* **Objective**: Repeat exactly the lines from the line containing "For every instance of the blue" to the last line of the listing, including both.

#### Data lines ####

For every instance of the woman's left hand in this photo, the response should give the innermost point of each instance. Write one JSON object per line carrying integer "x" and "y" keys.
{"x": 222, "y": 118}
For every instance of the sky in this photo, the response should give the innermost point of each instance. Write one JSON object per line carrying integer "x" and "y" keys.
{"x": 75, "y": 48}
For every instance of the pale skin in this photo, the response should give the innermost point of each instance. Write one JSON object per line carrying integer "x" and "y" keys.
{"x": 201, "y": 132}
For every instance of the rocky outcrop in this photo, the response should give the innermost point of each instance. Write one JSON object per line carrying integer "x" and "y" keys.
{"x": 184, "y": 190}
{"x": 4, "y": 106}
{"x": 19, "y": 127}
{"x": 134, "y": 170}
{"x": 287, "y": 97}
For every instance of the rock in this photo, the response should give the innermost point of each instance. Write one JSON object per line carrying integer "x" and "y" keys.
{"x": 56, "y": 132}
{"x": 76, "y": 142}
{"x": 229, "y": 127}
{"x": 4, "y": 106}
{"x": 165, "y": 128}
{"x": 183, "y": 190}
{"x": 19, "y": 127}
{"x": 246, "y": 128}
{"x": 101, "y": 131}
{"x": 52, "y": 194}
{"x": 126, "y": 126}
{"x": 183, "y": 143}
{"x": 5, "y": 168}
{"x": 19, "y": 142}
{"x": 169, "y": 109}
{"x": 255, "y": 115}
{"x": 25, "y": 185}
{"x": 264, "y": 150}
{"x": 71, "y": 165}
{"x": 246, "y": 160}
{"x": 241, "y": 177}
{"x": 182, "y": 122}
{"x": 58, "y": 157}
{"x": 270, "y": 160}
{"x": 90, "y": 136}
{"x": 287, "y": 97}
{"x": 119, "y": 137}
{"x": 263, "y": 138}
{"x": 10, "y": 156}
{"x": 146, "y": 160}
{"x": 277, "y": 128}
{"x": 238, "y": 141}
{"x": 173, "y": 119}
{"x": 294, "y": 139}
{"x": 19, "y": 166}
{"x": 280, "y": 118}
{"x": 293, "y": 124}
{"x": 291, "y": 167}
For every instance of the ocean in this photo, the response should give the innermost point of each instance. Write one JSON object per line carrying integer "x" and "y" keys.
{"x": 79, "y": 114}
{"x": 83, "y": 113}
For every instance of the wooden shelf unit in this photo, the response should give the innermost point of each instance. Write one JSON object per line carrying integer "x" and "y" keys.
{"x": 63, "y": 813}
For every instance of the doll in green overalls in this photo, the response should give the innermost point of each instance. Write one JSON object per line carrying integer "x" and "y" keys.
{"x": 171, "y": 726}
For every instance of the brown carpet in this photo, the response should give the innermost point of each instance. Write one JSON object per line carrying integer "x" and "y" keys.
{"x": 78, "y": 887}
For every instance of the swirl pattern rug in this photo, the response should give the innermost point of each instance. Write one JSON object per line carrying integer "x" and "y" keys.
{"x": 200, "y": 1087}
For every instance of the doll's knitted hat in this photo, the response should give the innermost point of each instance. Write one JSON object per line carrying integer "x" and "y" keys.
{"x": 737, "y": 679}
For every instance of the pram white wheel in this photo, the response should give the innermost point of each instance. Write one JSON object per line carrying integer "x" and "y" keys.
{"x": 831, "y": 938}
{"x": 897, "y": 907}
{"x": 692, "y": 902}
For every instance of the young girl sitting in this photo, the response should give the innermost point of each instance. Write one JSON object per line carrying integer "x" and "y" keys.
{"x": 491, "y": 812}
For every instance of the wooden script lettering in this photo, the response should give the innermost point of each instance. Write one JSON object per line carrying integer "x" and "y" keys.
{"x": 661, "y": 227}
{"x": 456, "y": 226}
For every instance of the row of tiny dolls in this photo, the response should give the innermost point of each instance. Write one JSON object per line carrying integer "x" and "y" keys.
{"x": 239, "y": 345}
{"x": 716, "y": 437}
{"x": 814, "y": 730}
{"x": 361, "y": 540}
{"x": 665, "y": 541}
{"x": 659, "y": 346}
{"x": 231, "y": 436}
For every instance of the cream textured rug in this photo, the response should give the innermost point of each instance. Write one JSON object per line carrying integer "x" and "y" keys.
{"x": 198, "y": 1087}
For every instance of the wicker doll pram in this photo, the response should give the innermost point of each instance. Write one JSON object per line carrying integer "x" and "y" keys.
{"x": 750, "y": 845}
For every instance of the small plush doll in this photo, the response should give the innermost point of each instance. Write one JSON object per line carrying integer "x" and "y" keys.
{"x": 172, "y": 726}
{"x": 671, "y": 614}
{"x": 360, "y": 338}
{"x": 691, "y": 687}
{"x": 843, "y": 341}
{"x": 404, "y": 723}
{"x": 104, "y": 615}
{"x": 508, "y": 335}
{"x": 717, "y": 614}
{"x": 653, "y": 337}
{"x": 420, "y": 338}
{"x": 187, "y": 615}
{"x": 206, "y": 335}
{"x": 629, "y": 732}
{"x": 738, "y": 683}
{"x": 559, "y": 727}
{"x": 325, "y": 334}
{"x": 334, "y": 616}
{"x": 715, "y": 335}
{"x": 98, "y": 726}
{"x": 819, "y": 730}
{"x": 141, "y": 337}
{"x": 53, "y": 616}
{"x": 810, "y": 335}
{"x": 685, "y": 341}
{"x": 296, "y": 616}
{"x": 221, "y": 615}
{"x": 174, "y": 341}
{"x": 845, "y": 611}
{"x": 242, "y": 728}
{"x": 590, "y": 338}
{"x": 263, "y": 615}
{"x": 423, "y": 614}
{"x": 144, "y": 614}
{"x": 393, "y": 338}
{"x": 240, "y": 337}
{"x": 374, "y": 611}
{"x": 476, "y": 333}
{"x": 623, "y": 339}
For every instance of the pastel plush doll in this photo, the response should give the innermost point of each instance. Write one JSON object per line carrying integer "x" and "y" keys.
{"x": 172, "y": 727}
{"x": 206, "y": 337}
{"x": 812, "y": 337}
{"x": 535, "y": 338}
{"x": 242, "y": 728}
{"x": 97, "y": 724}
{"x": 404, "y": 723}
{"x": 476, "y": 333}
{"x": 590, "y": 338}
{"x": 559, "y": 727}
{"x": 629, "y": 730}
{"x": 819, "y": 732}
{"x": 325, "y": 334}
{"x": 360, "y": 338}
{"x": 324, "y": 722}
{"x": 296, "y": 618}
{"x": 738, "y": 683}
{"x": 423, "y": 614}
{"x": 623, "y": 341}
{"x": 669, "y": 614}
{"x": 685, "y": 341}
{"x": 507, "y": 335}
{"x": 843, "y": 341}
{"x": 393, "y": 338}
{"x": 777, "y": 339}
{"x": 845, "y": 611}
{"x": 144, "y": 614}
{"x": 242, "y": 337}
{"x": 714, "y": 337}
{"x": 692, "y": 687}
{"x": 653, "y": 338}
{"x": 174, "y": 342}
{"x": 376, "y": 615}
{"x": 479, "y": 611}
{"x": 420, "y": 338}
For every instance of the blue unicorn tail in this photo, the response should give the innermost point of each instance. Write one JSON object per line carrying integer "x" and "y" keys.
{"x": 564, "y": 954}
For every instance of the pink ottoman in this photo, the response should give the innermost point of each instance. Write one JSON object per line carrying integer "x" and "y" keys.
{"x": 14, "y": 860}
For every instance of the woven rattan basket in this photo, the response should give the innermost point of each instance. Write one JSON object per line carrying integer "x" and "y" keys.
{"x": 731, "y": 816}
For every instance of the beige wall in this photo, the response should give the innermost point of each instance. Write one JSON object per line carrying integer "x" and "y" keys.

####

* **Result for this exercise**:
For every instance of the blue unicorn tail in this photo, the response should give the innermost point of each instance. Write one JSON object per line carrying integer "x" and "y" keys.
{"x": 564, "y": 954}
For every instance of the pink ottoman in this photo, the response should give the innermost point of each instance. Write one JSON object per line carrying integer "x" and "y" keys.
{"x": 14, "y": 860}
For every instance of the woven rattan basket in this photo, the response should give the innermost point of each instance. Write one JSON object per line carrying integer "x" and "y" keys.
{"x": 731, "y": 816}
For every instance of the beige wall in this photo, the response should give the innermost point of each instance. Write one JSON object per line carrying integer "x" and "y" keys.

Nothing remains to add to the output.